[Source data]
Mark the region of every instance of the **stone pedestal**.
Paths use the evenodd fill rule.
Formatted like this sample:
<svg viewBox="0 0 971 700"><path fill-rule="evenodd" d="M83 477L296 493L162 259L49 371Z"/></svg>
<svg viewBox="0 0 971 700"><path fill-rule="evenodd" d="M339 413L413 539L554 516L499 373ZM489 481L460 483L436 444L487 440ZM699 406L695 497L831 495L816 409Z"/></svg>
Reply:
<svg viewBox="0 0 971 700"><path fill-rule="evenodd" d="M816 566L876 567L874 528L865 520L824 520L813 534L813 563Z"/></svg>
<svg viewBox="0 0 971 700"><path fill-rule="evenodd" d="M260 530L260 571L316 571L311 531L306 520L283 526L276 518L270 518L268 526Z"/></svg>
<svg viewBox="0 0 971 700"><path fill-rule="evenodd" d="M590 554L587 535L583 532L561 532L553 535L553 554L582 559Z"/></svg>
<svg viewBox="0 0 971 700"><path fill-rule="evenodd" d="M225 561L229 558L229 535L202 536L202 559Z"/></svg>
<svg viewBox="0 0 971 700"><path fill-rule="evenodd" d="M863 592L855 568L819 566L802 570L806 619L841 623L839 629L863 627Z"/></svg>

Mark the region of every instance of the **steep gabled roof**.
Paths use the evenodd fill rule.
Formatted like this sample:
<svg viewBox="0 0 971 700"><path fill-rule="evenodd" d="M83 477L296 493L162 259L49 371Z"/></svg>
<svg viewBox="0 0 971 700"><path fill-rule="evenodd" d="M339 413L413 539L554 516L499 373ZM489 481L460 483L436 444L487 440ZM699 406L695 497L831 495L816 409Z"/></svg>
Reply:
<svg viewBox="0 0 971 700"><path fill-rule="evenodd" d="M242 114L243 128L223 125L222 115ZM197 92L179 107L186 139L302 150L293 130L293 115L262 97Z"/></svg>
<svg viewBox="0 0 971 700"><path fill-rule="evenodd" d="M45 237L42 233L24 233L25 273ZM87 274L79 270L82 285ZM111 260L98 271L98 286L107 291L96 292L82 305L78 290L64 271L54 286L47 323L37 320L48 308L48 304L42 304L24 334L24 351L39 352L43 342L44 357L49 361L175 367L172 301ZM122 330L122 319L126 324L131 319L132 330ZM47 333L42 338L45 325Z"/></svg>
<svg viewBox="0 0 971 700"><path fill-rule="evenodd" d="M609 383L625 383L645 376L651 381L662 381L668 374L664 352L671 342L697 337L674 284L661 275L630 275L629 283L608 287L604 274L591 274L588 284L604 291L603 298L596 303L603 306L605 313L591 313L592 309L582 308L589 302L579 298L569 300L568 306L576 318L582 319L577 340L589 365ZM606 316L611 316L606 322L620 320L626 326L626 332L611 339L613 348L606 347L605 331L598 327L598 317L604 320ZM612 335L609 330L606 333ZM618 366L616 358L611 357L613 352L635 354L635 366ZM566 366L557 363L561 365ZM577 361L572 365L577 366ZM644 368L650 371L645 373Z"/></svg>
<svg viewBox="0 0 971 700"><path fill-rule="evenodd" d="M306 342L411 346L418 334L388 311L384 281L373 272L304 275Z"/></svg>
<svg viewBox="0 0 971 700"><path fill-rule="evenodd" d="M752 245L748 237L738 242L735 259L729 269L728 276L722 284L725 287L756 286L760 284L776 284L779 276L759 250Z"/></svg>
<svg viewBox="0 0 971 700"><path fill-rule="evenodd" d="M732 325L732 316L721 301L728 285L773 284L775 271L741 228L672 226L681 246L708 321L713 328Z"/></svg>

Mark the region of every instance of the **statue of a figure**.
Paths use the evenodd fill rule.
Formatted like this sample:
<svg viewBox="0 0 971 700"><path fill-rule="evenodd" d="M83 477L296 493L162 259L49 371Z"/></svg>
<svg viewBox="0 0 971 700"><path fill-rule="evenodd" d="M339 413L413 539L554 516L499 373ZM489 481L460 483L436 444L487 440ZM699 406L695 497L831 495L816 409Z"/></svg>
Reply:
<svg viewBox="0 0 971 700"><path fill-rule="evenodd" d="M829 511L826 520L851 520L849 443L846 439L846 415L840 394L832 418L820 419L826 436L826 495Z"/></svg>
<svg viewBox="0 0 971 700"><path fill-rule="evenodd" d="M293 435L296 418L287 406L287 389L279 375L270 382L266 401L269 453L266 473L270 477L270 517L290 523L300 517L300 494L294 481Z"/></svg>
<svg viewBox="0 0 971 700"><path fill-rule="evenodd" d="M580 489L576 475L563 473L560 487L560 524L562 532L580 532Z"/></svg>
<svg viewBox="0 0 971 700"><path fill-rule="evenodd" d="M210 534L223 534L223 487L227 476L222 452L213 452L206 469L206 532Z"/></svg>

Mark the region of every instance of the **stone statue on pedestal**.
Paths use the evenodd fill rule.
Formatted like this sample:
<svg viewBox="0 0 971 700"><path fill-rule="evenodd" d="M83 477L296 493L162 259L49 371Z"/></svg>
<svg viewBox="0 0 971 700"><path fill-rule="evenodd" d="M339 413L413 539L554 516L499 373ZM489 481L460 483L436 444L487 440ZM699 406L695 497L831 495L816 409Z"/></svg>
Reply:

Goal | Please rewrite the data above as a numbered list, leaving out the blank lines.

Full answer |
1. Mark the region of every instance of the **stone pedestal**.
2. Paths use the evenodd fill rule.
3. Formatted like this sample:
4. <svg viewBox="0 0 971 700"><path fill-rule="evenodd" d="M83 477L296 493L162 259L49 371Z"/></svg>
5. <svg viewBox="0 0 971 700"><path fill-rule="evenodd" d="M339 413L413 539L554 516L499 373ZM489 481L460 483L436 444L487 440ZM699 406L695 497L831 495L816 409Z"/></svg>
6. Reply:
7. <svg viewBox="0 0 971 700"><path fill-rule="evenodd" d="M816 566L876 567L874 528L865 520L824 520L813 534L813 563Z"/></svg>
8. <svg viewBox="0 0 971 700"><path fill-rule="evenodd" d="M260 530L260 571L316 571L311 531L306 520L283 526L276 518L270 518L268 526Z"/></svg>
9. <svg viewBox="0 0 971 700"><path fill-rule="evenodd" d="M590 554L587 535L583 532L561 532L553 535L553 554L582 559Z"/></svg>
10. <svg viewBox="0 0 971 700"><path fill-rule="evenodd" d="M225 561L229 558L229 535L202 536L202 559Z"/></svg>
11. <svg viewBox="0 0 971 700"><path fill-rule="evenodd" d="M863 592L855 568L819 566L802 570L806 619L841 623L839 629L863 627Z"/></svg>
12. Mark the region of every instance of the **steep gabled roof**.
13. Paths use the evenodd fill rule.
14. Formatted like this sample:
15. <svg viewBox="0 0 971 700"><path fill-rule="evenodd" d="M83 477L296 493L162 259L49 371Z"/></svg>
16. <svg viewBox="0 0 971 700"><path fill-rule="evenodd" d="M339 413L413 539L554 516L499 373ZM489 481L460 483L436 444L487 440ZM699 406L695 497L831 495L816 409Z"/></svg>
17. Reply:
18. <svg viewBox="0 0 971 700"><path fill-rule="evenodd" d="M242 114L243 128L223 125L222 115ZM197 92L179 107L186 139L302 150L293 130L293 115L262 97Z"/></svg>
19. <svg viewBox="0 0 971 700"><path fill-rule="evenodd" d="M45 237L42 233L24 233L25 273ZM87 274L79 270L82 285ZM111 260L98 271L98 286L107 291L96 292L82 305L78 290L64 271L54 286L47 323L37 320L48 308L48 304L42 304L24 334L24 351L39 352L43 342L44 357L49 361L175 367L172 301ZM122 330L122 319L126 324L131 319L132 330ZM47 333L42 338L45 325Z"/></svg>
20. <svg viewBox="0 0 971 700"><path fill-rule="evenodd" d="M609 383L625 383L645 376L651 381L662 381L668 374L664 352L671 342L697 337L674 284L661 275L630 275L629 283L608 287L604 274L591 274L588 284L604 291L603 298L596 303L603 306L605 313L591 313L592 309L582 308L589 302L579 298L569 300L568 306L576 318L582 319L577 340L589 365ZM606 316L611 316L606 322L620 320L626 326L626 332L611 339L613 348L606 347L605 331L598 327L598 317L604 320ZM612 335L609 330L606 333ZM618 366L616 358L611 357L613 352L635 354L635 366ZM566 366L557 363L561 365ZM577 361L572 365L577 366ZM644 368L650 371L645 373Z"/></svg>
21. <svg viewBox="0 0 971 700"><path fill-rule="evenodd" d="M306 342L411 346L418 334L388 311L384 281L373 272L304 275Z"/></svg>
22. <svg viewBox="0 0 971 700"><path fill-rule="evenodd" d="M752 245L748 237L738 242L735 259L729 269L728 276L722 284L725 287L756 286L760 284L776 284L779 276L759 250Z"/></svg>
23. <svg viewBox="0 0 971 700"><path fill-rule="evenodd" d="M732 325L732 316L721 301L728 285L773 284L775 271L741 228L672 226L681 246L708 321L713 328Z"/></svg>
24. Mark the region of every instance of the **statue of a figure**.
25. Paths use the evenodd fill rule.
26. Formatted like this sample:
27. <svg viewBox="0 0 971 700"><path fill-rule="evenodd" d="M83 477L296 493L162 259L49 371Z"/></svg>
28. <svg viewBox="0 0 971 700"><path fill-rule="evenodd" d="M339 413L413 539L554 516L499 373ZM489 481L460 483L436 444L487 440ZM699 406L695 497L831 495L816 409Z"/></svg>
29. Reply:
30. <svg viewBox="0 0 971 700"><path fill-rule="evenodd" d="M829 511L826 520L851 520L849 443L846 439L846 415L840 394L832 418L820 419L826 436L826 495Z"/></svg>
31. <svg viewBox="0 0 971 700"><path fill-rule="evenodd" d="M293 435L296 418L287 406L287 389L279 375L270 382L266 401L269 453L266 473L270 477L270 517L290 523L300 517L300 494L294 481Z"/></svg>
32. <svg viewBox="0 0 971 700"><path fill-rule="evenodd" d="M580 489L576 475L563 473L560 487L560 524L562 532L580 532Z"/></svg>
33. <svg viewBox="0 0 971 700"><path fill-rule="evenodd" d="M210 534L223 534L223 487L227 476L222 452L213 452L206 469L206 532Z"/></svg>
34. Mark the region of every instance of the **stone statue on pedestal**.
35. Paths use the evenodd fill rule.
36. Formatted like this sample:
37. <svg viewBox="0 0 971 700"><path fill-rule="evenodd" d="M83 477L296 493L162 259L49 371Z"/></svg>
38. <svg viewBox="0 0 971 700"><path fill-rule="evenodd" d="M339 413L413 539L554 516L499 373ZM489 481L460 483L436 444L487 440ZM699 406L695 497L831 495L816 409Z"/></svg>
39. Reply:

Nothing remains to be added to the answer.